(LESETEXT):
Diese Variante setzt vorraus, dass du ein .exe hinter php setzt und die bat datei im gleichen verzeichnis ist wie die php.exe


----------



## rtd1978 (25. Mai 2005)

egal ob "php..." oder "php.exe" und egal ob sich die backup.php im gleichen verzeichnis befindet oder nicht, es kommt immer die oben angeführte fehlermeldung.


----------



## Jörg Rißmann (25. Mai 2005)

die *.bat* soll sich im selben Verzeichnis, wie die *php.exe* befinden.
Wo sich die backup.php befindet, gibst du ja im Skript an....


----------



## rtd1978 (25. Mai 2005)

ist schon klar. habe auch versucht die befehle direkt in der eingabeaufforderung einzugeben. zbsp.: "php.exe backup.php", "php backup.php", "php.exe c:\apachefriends\xampp\htdocs\1_PROJEKT\backup.php" usw.

die fehlermeldung bleibt immer die gleiche.


----------



## rtd1978 (25. Mai 2005)

und ja, ich befinde mich bei der eingabe im richtigen verzeichnis (C:\apachefriends\xampp\php)


----------



## birnkammer (25. Mai 2005)

(GESPEICHERTE EINTRÄGE):
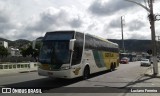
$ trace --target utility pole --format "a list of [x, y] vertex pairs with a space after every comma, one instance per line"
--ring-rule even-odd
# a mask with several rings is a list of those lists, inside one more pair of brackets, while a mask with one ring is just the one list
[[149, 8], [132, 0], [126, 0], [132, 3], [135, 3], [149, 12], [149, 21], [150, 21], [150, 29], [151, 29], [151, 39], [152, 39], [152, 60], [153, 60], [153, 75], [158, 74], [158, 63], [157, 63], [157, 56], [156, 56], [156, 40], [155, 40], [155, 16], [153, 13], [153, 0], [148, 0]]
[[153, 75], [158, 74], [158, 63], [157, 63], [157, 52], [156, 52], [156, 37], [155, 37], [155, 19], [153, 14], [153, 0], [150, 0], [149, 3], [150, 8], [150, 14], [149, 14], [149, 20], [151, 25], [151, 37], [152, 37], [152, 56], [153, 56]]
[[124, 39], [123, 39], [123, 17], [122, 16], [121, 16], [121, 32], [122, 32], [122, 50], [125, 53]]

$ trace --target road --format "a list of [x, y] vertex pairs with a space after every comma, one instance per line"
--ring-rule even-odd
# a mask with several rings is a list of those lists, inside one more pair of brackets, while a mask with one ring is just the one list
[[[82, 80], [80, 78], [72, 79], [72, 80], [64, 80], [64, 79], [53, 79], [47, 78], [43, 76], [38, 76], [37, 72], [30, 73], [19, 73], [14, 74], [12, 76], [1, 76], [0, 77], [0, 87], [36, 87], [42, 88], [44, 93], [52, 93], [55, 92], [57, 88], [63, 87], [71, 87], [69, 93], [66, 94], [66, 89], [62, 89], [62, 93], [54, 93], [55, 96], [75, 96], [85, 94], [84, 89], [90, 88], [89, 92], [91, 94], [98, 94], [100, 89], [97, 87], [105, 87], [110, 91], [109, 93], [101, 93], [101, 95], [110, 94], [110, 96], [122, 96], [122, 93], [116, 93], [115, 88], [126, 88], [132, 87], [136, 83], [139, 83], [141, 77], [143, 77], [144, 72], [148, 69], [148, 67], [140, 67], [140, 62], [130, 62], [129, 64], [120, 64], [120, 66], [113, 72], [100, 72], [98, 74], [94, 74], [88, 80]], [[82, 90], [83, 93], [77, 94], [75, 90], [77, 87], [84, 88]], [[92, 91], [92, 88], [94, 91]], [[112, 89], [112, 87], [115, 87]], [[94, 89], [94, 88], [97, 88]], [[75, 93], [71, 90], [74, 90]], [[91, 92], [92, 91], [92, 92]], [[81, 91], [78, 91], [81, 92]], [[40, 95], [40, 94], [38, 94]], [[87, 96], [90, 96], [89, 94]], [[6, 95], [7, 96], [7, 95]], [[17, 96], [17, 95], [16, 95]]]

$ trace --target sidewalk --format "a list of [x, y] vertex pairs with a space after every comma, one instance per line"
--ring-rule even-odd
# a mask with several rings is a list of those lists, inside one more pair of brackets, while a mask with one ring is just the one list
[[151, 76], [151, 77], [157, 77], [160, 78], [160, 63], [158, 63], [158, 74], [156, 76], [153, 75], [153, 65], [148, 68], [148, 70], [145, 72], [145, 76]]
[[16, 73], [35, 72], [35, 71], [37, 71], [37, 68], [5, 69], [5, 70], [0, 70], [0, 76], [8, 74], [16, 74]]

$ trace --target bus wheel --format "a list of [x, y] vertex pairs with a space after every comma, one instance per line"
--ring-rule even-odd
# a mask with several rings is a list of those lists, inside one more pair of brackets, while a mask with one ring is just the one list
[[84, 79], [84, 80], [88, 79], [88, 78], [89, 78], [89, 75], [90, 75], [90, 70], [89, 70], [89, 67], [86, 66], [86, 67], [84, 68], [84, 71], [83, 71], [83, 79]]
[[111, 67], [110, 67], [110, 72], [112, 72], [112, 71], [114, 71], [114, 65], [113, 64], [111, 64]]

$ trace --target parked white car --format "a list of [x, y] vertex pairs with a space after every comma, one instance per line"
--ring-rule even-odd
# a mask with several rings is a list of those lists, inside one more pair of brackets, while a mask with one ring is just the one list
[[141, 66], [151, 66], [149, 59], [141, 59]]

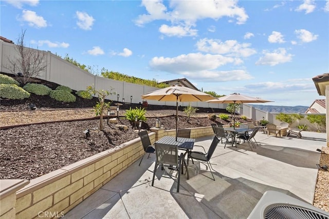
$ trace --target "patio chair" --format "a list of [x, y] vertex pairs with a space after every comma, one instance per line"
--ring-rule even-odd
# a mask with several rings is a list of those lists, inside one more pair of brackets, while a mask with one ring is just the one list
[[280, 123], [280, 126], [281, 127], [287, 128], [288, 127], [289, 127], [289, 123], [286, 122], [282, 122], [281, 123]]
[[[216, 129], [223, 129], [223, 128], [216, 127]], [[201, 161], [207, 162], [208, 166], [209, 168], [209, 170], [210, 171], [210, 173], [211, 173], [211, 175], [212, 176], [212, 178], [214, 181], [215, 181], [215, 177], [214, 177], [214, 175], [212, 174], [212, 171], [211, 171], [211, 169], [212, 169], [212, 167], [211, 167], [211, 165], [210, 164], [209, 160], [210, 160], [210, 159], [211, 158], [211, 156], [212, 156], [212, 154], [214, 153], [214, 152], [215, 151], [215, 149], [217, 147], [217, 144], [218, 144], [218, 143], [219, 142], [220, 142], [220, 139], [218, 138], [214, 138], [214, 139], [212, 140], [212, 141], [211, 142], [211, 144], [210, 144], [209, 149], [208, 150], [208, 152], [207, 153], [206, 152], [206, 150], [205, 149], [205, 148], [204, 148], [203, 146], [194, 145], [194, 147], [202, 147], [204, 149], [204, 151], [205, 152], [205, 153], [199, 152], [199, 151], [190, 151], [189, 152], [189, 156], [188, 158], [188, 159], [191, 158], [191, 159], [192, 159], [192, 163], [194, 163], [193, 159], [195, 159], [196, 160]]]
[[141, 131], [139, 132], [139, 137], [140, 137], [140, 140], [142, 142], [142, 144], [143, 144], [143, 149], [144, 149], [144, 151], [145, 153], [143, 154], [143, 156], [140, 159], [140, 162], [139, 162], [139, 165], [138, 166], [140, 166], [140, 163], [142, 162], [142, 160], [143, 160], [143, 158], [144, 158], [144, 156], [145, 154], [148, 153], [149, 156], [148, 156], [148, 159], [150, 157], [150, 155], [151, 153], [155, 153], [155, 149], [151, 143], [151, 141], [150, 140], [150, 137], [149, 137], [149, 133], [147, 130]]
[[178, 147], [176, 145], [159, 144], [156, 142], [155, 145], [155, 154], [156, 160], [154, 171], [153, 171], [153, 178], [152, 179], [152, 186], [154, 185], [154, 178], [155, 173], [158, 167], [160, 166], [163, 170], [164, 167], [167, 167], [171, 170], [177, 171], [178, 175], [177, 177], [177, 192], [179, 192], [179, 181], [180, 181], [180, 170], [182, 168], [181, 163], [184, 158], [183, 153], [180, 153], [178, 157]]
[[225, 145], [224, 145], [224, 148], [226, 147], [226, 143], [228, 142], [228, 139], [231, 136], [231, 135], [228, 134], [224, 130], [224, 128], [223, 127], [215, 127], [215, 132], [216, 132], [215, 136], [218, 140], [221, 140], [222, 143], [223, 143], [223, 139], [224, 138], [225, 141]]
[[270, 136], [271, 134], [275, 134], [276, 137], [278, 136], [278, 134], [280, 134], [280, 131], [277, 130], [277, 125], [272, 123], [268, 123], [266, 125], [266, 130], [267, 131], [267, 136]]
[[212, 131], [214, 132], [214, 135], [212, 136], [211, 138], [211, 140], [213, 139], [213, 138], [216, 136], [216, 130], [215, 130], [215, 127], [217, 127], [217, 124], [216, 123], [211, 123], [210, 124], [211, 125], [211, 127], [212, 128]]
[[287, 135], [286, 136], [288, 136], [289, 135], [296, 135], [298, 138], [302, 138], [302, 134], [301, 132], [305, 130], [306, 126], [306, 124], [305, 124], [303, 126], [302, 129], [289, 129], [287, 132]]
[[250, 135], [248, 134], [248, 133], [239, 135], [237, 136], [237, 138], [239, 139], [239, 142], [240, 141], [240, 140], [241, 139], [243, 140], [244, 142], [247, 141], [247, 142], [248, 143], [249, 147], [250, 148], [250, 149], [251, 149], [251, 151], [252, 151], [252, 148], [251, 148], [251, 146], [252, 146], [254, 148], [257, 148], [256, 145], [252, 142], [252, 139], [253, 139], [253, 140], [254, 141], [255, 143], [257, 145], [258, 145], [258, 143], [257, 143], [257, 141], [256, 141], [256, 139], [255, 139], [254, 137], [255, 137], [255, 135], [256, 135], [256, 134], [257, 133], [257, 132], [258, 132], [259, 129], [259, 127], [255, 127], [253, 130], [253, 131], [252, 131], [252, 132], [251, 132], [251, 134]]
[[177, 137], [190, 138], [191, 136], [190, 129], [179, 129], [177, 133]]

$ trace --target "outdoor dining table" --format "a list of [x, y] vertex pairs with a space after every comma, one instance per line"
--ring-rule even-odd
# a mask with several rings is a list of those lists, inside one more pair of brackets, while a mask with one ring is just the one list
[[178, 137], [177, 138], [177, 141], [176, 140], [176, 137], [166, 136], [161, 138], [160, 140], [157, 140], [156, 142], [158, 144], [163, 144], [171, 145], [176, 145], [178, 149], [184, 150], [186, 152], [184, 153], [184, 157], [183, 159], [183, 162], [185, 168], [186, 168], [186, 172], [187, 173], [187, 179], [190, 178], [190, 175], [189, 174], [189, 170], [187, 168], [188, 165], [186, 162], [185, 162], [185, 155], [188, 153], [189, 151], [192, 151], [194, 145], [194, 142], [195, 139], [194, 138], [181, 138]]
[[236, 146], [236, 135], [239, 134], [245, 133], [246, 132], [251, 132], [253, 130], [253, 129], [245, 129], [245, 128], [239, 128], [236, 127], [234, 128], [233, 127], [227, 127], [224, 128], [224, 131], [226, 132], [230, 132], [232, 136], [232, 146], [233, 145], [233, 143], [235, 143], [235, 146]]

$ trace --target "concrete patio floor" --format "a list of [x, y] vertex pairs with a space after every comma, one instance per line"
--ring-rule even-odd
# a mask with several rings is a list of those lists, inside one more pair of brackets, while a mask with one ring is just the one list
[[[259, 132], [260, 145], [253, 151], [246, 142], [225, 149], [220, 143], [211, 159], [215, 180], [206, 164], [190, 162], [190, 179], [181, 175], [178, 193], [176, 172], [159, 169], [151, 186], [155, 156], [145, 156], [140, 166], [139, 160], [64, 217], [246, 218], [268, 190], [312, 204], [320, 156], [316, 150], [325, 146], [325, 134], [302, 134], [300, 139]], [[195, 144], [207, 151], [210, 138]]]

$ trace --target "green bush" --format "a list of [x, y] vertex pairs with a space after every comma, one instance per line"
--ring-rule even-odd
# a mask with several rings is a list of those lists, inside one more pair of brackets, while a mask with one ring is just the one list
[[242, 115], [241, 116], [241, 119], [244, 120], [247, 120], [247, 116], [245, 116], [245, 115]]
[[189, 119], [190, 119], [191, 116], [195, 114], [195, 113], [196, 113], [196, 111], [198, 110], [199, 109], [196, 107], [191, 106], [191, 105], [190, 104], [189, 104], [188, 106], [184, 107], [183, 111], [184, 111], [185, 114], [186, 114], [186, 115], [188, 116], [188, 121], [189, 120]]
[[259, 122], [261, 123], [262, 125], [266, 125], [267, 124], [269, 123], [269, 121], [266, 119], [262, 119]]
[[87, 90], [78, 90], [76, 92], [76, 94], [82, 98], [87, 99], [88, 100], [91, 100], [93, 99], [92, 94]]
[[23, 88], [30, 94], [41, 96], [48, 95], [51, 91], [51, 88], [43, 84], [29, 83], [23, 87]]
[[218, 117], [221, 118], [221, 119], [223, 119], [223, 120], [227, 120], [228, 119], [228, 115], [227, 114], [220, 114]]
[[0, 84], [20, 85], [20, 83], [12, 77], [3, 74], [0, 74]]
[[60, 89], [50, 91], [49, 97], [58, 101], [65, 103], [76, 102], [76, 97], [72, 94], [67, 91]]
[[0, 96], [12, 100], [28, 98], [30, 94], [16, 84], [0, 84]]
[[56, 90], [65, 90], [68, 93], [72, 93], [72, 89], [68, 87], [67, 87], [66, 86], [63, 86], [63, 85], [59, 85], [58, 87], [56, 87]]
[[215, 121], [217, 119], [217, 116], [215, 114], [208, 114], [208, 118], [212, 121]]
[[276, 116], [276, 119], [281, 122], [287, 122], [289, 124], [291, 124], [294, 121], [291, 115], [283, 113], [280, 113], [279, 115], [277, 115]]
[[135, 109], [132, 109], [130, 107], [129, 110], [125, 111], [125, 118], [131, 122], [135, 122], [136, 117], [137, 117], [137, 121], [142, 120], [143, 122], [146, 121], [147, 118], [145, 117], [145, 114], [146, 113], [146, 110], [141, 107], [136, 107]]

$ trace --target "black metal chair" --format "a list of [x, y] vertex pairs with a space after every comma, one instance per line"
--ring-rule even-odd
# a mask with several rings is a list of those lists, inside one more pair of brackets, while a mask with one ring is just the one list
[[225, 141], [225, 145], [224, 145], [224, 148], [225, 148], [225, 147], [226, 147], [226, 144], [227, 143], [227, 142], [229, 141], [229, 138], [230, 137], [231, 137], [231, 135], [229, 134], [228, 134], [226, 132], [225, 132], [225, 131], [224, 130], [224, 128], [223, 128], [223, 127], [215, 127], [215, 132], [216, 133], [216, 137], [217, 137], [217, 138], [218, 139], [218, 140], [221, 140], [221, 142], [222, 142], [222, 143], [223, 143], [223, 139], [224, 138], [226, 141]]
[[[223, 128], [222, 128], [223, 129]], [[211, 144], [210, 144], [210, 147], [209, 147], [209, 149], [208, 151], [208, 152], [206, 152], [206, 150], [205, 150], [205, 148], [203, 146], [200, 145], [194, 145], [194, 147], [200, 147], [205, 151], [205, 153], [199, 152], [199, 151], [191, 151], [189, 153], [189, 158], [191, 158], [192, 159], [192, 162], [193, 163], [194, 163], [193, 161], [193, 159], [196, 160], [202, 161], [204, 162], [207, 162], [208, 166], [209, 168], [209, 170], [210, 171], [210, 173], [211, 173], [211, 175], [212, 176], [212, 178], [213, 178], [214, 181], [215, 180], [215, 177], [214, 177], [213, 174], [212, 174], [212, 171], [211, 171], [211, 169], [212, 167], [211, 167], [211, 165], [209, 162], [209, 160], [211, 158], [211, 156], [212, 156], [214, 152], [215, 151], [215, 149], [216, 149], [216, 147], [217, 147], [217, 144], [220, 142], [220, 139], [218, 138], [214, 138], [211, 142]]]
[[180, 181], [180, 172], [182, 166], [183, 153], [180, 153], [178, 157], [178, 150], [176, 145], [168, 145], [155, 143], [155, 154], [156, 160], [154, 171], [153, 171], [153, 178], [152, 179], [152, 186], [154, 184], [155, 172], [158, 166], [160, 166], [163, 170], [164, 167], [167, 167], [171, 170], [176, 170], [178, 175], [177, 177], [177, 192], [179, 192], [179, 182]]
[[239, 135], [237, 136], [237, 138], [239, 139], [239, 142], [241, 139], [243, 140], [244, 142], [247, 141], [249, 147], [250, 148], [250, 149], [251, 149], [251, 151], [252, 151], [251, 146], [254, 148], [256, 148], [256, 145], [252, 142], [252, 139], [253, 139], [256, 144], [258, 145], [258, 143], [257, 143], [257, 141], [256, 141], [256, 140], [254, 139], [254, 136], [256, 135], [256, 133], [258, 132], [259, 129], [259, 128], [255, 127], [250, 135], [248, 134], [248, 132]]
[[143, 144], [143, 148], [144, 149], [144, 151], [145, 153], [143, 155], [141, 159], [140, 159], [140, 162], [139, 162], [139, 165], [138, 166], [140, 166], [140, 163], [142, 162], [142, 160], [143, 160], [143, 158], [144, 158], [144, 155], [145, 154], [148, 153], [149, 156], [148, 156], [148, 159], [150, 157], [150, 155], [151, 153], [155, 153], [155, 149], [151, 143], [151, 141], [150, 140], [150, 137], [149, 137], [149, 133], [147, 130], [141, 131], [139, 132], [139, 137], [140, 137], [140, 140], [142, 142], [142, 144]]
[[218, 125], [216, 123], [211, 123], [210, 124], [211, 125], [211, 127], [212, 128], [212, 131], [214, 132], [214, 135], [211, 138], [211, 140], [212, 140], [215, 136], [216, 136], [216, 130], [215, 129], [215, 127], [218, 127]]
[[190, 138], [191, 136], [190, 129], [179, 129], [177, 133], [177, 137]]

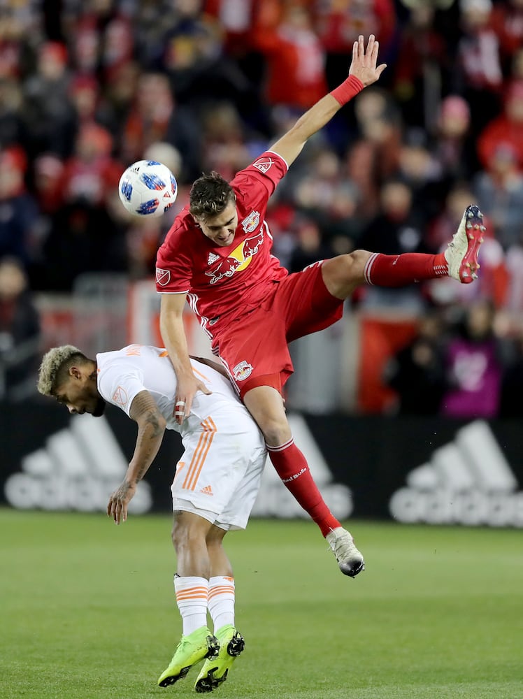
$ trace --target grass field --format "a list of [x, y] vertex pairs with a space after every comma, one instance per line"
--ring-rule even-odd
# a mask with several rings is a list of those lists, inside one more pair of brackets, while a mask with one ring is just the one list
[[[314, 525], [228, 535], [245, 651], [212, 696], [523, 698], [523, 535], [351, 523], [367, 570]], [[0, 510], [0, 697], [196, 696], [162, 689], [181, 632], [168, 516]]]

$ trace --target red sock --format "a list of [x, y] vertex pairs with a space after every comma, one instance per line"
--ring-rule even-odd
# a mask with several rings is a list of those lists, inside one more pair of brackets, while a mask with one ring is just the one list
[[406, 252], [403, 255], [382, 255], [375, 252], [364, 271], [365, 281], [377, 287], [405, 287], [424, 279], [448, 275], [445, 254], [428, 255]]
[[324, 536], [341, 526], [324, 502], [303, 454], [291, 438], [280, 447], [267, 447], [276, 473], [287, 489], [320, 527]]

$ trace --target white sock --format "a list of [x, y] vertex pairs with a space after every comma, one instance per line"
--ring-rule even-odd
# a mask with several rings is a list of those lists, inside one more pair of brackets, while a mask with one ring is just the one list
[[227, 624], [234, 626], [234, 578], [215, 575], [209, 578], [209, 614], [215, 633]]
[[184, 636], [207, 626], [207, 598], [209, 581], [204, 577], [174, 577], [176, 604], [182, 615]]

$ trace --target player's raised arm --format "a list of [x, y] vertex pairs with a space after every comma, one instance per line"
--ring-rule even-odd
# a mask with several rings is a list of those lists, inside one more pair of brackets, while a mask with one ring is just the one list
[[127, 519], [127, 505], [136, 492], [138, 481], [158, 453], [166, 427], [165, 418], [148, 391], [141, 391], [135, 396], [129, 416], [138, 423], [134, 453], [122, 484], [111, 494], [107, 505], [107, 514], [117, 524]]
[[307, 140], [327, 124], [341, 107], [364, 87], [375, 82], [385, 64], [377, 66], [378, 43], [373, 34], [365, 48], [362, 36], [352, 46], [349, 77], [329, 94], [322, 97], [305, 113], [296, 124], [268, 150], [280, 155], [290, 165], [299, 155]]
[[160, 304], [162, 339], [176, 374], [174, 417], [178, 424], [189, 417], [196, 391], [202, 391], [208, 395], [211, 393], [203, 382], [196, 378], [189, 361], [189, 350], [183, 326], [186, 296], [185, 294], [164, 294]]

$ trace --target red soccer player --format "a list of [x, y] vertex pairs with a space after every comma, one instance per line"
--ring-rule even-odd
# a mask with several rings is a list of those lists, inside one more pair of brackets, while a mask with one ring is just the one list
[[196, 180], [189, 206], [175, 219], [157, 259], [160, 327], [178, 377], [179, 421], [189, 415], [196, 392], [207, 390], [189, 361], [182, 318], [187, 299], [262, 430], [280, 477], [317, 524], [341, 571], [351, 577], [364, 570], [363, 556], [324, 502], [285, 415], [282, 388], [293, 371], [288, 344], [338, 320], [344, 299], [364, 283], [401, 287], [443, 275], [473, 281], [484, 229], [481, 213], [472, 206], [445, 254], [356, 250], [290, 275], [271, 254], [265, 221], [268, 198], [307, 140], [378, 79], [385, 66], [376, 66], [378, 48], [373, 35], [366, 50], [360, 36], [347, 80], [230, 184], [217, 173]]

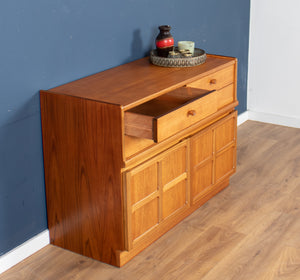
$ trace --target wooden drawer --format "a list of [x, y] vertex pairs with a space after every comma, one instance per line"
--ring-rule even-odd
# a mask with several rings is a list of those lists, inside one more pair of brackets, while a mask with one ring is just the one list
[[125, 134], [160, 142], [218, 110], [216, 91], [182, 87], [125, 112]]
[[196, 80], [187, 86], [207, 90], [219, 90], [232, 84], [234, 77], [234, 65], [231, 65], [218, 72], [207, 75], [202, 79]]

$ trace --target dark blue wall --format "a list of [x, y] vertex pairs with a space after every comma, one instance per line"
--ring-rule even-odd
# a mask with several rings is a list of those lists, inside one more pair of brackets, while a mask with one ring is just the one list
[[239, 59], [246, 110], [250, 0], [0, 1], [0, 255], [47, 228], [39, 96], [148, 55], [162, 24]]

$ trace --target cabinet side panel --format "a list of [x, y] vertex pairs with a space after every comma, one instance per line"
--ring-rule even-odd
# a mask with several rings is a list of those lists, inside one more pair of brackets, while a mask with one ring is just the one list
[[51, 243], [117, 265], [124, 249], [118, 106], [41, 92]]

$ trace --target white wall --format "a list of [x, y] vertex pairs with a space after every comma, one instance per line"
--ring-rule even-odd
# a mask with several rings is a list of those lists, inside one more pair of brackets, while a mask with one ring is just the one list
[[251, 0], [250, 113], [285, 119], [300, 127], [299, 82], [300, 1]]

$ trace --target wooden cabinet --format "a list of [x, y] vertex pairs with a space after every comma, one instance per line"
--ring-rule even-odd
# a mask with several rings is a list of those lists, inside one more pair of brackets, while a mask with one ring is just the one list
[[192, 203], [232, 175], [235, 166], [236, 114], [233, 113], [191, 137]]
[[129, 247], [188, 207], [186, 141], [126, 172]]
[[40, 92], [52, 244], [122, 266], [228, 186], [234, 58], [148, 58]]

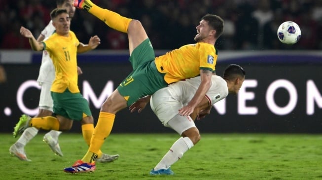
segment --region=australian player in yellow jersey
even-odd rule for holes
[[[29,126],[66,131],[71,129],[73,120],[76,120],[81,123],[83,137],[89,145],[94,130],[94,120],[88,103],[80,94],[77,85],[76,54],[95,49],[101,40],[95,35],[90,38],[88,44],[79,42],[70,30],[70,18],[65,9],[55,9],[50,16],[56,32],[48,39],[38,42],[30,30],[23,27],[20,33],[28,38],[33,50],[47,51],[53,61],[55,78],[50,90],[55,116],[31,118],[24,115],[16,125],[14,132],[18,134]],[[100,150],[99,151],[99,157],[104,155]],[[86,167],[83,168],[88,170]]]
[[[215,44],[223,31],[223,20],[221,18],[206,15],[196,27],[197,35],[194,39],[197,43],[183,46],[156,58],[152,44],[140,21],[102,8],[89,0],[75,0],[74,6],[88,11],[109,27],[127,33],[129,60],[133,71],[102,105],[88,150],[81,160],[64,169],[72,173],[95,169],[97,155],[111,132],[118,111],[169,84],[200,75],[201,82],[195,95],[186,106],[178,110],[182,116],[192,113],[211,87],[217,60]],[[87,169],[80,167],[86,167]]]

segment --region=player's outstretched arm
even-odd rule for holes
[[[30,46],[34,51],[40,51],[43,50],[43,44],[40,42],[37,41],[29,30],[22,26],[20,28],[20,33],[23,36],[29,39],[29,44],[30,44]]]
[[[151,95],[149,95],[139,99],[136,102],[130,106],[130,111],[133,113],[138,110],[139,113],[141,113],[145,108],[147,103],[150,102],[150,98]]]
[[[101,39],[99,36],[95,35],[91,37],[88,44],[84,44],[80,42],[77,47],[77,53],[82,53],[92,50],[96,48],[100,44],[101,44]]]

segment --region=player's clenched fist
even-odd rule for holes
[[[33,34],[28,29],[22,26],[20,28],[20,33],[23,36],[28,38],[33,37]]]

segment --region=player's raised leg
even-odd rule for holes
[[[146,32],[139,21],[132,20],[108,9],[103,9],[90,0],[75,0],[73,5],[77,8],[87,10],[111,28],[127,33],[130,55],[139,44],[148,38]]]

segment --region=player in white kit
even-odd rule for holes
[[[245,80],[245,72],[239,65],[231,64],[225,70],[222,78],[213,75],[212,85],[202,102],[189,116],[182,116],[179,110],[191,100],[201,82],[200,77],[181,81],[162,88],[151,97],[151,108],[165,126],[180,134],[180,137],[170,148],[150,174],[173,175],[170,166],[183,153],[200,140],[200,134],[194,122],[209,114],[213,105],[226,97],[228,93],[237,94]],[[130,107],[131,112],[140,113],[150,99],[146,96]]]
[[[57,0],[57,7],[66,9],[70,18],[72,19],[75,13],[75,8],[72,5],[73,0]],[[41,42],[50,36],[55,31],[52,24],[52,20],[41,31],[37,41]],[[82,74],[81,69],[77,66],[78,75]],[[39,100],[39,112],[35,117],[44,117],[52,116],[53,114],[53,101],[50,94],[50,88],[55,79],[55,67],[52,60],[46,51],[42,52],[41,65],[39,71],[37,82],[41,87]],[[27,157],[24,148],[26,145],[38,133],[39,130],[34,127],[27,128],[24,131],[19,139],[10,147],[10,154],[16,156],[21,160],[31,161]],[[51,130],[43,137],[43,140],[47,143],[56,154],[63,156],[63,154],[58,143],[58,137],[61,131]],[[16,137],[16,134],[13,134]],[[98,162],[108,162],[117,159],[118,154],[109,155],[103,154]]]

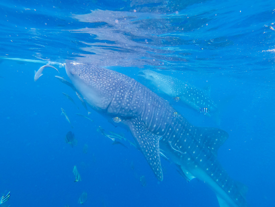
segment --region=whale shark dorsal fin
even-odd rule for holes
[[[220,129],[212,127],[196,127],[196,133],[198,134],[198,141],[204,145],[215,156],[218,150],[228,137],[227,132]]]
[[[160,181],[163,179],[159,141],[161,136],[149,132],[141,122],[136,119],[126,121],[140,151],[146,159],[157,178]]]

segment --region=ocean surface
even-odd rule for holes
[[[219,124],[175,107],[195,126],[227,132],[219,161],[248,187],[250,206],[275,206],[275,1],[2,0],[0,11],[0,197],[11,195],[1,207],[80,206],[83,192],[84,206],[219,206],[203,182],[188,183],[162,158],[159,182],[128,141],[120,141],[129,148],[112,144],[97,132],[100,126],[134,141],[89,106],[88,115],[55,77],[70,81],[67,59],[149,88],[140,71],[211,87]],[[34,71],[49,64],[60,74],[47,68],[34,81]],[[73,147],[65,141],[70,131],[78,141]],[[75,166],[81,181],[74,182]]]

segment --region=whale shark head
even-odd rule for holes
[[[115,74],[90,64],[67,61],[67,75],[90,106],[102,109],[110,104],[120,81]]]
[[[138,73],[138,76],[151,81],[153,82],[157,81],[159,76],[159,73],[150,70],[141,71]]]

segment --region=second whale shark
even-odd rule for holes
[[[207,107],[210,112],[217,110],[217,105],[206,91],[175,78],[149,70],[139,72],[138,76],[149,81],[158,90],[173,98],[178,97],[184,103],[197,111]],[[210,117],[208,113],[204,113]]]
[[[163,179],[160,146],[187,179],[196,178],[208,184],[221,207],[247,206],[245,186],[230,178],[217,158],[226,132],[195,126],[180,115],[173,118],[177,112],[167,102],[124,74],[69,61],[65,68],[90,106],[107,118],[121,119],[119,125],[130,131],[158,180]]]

(ARBEITSANWEISUNGEN):
(a) Beantworte anhand der Forumsdiskussion zur backup.php:
(i) Wo soll sich die .bat-Datei laut Jörg Rißmann befinden?
(ii) In welchem Verzeichnis befindet sich rtd1978 nach eigener Angabe bei der Eingabe?
(iii) Von welchem Datum stammen die Beiträge?
(b) Nenne alle Befehle, die rtd1978 in der Forumsdiskussion zur backup.php als direkt in der Eingabeaufforderung ausprobiert anführt.
(c) Schreib die Forumsdiskussion zur backup.php bitte ab der Stelle weiter, an der sie aufhört.

(ANTWORTEN):
(a)
(i) Im selben Verzeichnis wie die php.exe.
(ii) In C:\apachefriends\xampp\php.
(iii) Vom 25. Mai 2005.

(b)
"php.exe backup.php"
"php backup.php"
"php.exe c:\apachefriends\xampp\htdocs\1_PROJEKT\backup.php"

(c)
@kniedel


> Diese Variante setzt vorraus, dass du ein .exe hinter php setzt und die bat datei im gleichen verzeichnis ist wie die php.exe


 
 Muss nicht sein, sobald sie in der Umgebungsvariable PATH steht muss sie nicht im gleichen Verzeichnis sein


----------



## Rasenkantenstein (30. Dezember 2005)

hi!

Das passt zwar nicht ganz zum Thema, aber ich habe aus welchen Gründen auch immer bei den Dateitypen in Windows  meine Verknüpfung mit bat-Dateien gelöscht...

Welches Programm (inkl. Pfad) ist standardmäßig bei Windows mit bat Dateien verknüpft?

Vielen Dank schonmal und bitte nicht hauen, weil es nicht hier rein gehört =)

RKS


----------



## Sven Mintel (30. Dezember 2005)

Bei mir zumindest sind Batch-Dateien mit garnix verknüpft.
Ich schätze mal, dafür ist _cmd.exe_ zuständig.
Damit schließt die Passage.